STATED GOAL:
Write out, unchanged, the lines from the one holding "Annotation task — locate each instance of the metal" to the close of the listing. Both the first and last lines belong in it.

DATA RECORDS:
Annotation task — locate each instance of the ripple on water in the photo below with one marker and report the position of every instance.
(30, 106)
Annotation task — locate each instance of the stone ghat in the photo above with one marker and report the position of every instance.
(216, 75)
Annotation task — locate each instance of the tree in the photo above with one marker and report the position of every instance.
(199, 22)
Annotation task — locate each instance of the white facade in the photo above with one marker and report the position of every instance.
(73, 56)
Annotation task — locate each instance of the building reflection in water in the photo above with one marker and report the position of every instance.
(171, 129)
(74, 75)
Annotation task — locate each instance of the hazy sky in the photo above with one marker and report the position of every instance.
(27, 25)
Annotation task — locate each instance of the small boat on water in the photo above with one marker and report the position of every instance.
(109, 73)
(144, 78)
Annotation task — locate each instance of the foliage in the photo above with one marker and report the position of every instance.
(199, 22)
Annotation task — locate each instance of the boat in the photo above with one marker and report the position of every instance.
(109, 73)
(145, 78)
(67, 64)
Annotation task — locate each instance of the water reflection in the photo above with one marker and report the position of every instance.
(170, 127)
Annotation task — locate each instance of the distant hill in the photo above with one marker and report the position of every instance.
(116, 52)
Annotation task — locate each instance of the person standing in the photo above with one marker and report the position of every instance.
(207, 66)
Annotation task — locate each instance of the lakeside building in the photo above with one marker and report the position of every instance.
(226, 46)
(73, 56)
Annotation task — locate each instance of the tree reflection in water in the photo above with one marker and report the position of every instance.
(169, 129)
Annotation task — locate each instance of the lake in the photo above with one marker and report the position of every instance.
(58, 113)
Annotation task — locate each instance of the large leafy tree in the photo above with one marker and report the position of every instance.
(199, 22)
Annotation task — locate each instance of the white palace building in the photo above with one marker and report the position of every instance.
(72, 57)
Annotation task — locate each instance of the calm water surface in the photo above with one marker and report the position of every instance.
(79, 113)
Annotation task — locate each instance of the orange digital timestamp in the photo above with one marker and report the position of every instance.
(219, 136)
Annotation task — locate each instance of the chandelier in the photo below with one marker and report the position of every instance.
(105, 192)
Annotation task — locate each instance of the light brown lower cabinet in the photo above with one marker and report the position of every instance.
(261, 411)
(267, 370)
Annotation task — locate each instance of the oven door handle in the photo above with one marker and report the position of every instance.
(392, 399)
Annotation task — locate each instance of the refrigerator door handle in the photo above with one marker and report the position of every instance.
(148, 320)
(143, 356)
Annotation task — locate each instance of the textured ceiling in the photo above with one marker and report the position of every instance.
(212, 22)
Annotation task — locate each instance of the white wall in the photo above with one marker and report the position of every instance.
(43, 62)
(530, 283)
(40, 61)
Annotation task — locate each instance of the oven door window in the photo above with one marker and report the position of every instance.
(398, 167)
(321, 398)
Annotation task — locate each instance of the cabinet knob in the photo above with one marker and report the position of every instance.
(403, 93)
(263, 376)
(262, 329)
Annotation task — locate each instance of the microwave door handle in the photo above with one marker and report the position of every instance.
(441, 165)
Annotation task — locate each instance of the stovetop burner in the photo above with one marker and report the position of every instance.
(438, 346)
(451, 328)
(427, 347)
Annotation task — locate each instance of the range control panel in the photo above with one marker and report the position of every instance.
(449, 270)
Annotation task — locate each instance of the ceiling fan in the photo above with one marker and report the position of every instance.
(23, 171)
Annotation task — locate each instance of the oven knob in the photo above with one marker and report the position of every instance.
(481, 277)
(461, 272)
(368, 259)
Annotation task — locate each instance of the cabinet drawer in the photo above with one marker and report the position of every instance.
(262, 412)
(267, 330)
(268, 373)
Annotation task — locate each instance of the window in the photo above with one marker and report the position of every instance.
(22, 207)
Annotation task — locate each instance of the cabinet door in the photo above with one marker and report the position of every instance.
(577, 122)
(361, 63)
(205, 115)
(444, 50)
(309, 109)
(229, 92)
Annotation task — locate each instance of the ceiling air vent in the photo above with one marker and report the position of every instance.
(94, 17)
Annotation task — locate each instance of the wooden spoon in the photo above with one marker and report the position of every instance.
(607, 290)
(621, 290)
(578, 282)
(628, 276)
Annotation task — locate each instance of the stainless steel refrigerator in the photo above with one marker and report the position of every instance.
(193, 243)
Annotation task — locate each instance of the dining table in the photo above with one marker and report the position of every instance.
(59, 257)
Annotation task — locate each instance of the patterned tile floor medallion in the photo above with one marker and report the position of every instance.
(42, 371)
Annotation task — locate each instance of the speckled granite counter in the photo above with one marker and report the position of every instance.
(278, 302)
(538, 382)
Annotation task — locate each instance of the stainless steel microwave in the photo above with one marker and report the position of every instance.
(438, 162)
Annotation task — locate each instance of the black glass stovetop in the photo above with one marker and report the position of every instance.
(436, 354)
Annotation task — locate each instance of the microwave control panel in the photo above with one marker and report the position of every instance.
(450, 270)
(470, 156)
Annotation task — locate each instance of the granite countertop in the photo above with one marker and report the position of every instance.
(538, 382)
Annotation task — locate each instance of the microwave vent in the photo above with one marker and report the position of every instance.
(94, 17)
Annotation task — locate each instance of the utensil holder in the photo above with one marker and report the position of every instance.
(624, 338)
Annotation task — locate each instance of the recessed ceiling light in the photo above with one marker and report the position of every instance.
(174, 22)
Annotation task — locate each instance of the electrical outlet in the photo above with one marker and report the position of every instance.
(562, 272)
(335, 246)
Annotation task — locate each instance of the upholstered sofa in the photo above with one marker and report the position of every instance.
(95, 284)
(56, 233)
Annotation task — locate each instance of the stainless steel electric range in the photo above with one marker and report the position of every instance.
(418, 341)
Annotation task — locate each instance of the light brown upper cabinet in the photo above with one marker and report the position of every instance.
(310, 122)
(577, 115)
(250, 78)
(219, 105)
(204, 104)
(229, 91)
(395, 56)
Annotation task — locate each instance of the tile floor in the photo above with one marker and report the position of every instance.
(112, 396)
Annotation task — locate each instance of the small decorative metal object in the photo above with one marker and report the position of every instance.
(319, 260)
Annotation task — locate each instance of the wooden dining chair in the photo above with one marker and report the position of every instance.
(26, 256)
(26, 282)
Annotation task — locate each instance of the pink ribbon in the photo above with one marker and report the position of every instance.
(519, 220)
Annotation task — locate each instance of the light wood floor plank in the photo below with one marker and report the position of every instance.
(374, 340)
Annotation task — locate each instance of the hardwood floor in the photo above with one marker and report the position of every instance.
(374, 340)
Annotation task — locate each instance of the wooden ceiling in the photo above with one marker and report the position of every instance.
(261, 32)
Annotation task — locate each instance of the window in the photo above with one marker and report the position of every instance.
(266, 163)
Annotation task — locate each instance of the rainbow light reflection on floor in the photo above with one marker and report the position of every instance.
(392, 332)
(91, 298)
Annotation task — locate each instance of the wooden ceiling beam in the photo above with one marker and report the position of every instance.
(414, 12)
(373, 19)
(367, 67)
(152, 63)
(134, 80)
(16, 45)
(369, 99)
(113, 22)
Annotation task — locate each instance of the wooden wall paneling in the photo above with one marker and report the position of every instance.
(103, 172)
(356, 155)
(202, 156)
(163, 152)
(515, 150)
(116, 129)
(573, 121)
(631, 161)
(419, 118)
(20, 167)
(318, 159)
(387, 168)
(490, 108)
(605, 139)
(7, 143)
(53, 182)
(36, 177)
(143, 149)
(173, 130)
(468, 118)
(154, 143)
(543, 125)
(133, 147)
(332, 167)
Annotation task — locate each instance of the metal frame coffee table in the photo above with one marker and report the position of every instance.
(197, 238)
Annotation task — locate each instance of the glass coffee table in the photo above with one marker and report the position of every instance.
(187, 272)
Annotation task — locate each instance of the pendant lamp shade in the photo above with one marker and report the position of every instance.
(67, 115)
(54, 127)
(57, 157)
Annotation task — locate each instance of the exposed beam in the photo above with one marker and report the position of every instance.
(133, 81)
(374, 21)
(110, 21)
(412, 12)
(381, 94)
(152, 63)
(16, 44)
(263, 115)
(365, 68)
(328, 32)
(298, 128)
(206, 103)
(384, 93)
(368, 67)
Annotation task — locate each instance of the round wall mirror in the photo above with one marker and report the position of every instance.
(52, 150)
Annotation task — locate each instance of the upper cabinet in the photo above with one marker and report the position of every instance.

SOLUTION BELOW:
Annotation task — locate each instance of the metal frame coffee table in the photo above with one marker and report the position of every instance.
(197, 238)
Annotation task — locate each instance of the glass coffee table in the photo above with one marker and report the position of every instance.
(187, 272)
Annotation task — locate each instance of the pendant lamp shade in the photo above with one marker and report the position of every instance.
(67, 115)
(54, 127)
(57, 157)
Annotation task — locate each instance of the exposed beam in the photo above with one marker and report the position of every instance.
(133, 81)
(374, 21)
(110, 21)
(412, 12)
(381, 94)
(152, 63)
(16, 44)
(263, 115)
(365, 68)
(328, 32)
(298, 128)
(206, 103)
(384, 93)
(368, 67)
Annotation task — locate each instance of the round wall mirror in the photo above with one marker and report the position of every instance.
(52, 150)
Annotation task — locate each instance of the upper cabinet in the photo above with one marker and report the position of every instance.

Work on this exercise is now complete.